▶ [Source extract]
----------
Amazon’s latest PC game to be delisted from Steam after less than two months – Ars Technica

MOBA moping —

Crucible will still be live for its tiny playerbase of

Sam Machkovech

Tough-looking video game characters are trapped behind prison bars.

Enlarge / Crucible is going back into a “closed beta” cell starting July 1.

Amazon / Getty Images / Sam Machkovech

Less than two months after the formal launch of Amazon Games’ first major PC game on Steam, Crucible, the company has chosen to yank it right out of Steam’s store. Its developers at Relentless Studios (a wholly owned Amazon subsidiary) have announced plans to delist the free-to-play action-MOBA game from Steam starting tomorrow, July 1, while continuing to operate the game as a “closed beta” for anyone who already downloaded the game (or paid for one of its “founders packs” of cosmetic DLC).
----------
[Dataset records]
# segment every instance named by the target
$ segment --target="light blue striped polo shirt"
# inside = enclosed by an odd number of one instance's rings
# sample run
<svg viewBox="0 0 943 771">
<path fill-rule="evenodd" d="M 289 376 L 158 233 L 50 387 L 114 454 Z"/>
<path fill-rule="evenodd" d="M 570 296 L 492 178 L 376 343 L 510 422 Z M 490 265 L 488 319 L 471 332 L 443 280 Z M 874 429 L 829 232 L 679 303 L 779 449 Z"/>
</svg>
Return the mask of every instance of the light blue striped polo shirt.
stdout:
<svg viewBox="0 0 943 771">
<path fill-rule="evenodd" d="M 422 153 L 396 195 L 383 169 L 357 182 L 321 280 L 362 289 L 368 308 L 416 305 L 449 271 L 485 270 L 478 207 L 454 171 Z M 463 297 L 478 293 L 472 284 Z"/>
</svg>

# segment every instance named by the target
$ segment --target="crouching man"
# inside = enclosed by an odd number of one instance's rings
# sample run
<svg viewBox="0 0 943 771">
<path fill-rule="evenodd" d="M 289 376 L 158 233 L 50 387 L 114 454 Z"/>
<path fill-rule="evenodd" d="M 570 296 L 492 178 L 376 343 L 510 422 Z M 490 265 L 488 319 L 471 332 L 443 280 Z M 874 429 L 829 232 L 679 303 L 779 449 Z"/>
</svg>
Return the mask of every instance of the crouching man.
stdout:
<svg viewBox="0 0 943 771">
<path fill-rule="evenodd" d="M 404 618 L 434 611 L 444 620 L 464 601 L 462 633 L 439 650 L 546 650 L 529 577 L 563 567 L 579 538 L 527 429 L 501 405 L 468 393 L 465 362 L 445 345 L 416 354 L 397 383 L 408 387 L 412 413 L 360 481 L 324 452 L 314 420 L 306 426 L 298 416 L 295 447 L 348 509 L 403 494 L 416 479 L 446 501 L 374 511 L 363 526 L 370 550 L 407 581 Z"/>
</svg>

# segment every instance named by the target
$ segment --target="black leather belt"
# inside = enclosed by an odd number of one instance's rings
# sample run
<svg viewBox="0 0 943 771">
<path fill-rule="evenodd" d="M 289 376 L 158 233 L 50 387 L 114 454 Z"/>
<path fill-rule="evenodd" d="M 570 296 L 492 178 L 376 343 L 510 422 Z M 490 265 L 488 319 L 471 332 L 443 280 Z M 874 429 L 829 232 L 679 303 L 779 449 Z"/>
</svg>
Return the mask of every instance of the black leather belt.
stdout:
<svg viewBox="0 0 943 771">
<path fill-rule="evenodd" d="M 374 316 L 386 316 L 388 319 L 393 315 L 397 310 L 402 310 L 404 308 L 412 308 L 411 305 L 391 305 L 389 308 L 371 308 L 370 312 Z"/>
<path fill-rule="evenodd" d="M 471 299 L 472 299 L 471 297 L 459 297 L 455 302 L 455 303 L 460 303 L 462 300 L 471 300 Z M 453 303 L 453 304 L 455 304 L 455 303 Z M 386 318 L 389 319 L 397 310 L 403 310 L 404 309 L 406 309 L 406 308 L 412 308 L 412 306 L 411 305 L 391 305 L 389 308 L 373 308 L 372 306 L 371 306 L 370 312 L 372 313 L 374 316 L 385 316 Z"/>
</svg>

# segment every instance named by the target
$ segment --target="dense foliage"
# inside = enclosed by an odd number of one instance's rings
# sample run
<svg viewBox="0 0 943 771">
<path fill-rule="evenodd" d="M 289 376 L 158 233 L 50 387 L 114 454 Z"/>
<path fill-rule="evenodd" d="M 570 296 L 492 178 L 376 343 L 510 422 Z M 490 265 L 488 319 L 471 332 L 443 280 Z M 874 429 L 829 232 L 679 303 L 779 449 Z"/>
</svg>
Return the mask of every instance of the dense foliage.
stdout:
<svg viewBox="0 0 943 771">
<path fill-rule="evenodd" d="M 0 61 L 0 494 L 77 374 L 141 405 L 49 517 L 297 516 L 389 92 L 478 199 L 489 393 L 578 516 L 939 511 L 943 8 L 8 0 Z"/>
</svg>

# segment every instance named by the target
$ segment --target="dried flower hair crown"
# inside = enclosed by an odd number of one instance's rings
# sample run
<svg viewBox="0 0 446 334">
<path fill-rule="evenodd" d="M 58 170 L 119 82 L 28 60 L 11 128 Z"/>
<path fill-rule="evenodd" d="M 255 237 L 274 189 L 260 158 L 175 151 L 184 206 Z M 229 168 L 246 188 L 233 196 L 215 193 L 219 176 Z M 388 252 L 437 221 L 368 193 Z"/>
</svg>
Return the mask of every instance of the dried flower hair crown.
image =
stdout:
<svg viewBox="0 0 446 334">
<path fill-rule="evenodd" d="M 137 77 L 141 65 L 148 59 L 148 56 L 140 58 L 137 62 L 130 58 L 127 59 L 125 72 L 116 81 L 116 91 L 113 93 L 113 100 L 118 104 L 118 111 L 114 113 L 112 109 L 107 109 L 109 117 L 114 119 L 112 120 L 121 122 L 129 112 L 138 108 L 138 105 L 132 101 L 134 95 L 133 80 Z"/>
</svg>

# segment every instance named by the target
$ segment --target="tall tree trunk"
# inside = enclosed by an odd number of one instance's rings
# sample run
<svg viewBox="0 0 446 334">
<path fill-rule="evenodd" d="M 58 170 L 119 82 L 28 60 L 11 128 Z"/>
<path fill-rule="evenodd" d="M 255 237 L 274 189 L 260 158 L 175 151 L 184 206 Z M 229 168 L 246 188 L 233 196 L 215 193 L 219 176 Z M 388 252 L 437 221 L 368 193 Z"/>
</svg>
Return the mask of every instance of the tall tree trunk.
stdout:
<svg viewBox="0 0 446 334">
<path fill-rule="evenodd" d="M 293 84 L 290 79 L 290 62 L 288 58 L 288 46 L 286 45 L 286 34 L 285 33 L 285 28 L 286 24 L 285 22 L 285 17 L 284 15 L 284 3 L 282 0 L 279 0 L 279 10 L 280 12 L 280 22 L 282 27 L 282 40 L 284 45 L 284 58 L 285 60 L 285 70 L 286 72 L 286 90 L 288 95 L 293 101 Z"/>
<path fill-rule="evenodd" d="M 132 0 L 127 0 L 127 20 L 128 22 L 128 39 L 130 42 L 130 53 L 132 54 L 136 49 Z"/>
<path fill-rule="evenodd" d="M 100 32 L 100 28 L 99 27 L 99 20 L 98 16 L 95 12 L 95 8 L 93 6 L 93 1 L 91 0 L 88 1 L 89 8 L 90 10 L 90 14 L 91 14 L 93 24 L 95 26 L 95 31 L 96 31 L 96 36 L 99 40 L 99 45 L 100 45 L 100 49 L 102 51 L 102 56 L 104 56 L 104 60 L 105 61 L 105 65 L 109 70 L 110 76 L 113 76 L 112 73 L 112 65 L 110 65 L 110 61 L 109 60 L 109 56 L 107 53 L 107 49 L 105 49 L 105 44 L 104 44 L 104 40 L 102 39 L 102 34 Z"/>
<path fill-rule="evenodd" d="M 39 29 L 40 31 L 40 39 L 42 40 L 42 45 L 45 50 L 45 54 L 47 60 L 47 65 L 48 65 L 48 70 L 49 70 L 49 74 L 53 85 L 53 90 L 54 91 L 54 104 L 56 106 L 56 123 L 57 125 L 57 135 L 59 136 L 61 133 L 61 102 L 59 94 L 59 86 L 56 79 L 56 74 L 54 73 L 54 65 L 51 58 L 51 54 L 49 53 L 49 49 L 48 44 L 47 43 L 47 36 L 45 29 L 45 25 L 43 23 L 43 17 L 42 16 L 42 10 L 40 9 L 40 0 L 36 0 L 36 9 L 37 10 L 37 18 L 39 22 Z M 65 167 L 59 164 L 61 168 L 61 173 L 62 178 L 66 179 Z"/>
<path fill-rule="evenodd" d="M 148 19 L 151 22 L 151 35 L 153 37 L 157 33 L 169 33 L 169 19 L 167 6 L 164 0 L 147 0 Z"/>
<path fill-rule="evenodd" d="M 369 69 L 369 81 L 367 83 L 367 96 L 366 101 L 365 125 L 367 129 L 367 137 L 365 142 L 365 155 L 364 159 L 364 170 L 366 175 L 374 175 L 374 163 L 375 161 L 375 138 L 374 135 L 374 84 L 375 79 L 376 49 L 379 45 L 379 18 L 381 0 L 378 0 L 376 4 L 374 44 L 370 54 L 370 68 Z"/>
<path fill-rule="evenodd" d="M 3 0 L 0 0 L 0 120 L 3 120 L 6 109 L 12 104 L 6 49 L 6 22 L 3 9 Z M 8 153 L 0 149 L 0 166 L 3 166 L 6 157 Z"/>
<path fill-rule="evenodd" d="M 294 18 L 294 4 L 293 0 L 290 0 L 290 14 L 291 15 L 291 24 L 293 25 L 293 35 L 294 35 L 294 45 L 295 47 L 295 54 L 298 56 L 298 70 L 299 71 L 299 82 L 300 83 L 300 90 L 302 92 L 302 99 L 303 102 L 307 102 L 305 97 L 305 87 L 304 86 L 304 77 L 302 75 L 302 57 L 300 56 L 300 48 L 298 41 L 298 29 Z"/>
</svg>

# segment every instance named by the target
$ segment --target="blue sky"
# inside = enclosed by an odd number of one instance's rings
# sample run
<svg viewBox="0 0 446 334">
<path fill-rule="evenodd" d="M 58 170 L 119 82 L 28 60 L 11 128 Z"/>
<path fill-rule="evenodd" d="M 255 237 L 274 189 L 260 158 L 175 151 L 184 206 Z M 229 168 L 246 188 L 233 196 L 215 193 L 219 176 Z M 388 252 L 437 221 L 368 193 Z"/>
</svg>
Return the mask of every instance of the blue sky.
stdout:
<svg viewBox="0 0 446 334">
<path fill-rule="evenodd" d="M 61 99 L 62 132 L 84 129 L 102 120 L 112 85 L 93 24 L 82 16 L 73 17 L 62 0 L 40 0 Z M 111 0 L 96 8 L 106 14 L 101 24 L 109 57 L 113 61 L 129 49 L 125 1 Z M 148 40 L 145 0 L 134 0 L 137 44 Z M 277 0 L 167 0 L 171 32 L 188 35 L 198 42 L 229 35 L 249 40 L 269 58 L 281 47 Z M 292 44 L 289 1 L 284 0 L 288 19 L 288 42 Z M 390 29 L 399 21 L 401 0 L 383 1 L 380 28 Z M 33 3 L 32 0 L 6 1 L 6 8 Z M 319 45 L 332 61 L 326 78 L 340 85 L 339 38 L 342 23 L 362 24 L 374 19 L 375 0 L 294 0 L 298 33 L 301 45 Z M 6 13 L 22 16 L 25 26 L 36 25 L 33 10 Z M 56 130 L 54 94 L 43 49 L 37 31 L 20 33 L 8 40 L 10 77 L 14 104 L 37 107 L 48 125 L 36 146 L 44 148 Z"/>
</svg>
----------
▶ [Task list]
A: Answer from the Crucible article:
(i) Which studio develops Crucible?
(ii) On what date does the removal from Steam begin?
(iii) What kind of game is Crucible called?
B: Rewrite the Crucible article from "Crucible will still" to "starting July 1.", swapping "Crucible" for "Gauntlet".
C: Carry the article about Crucible's removal from Steam on past its final sentence.
The listing is not needed for any of the work here.

▶ [Results of the exercise]
A:
(i) Relentless Studios
(ii) July 1
(iii) A free-to-play action-MOBA game

B:
Gauntlet will still be live for its tiny playerbase of

Sam Machkovech

Tough-looking video game characters are trapped behind prison bars.

Enlarge / Gauntlet is going back into a “closed beta” cell starting July 1.

C:
In an announcement on the game’s official site, its developers describe this change as a way to “help us focus on providing the best possible experience for our players.” As far as remaining players go, however, that assurance may ring a bit hollow, since its delisting will likely reduce the available player pool from its already minuscule population (as of press time, it’s only had more than 200 concurrent players once over the past week).

Although the game will continue to launch through Steam, starting at 12pm on July 1, new players will no longer be able to search for the game and freely download its client. Instead, they’ll have to sign up to play the game at the official site, where they will wait for a closed-beta invite. (If you think you’ll want to play the game eventually and want to save yourself some headaches, head to Crucible‘s Steam listing and add it to your library right now.)

Another action-MOBA bites the dust?

Arguably, this move is less about helping the game’s developers alter and upgrade the game’s contents and more about changing the way outsiders view its tiny player population. Relentless Studios, the wholly owned Amazon subsidiary responsible for the game, was already able to make drastic changes to the Crucible client in the past month, particularly by removing an entire game mode in order to better focus its remaining player population.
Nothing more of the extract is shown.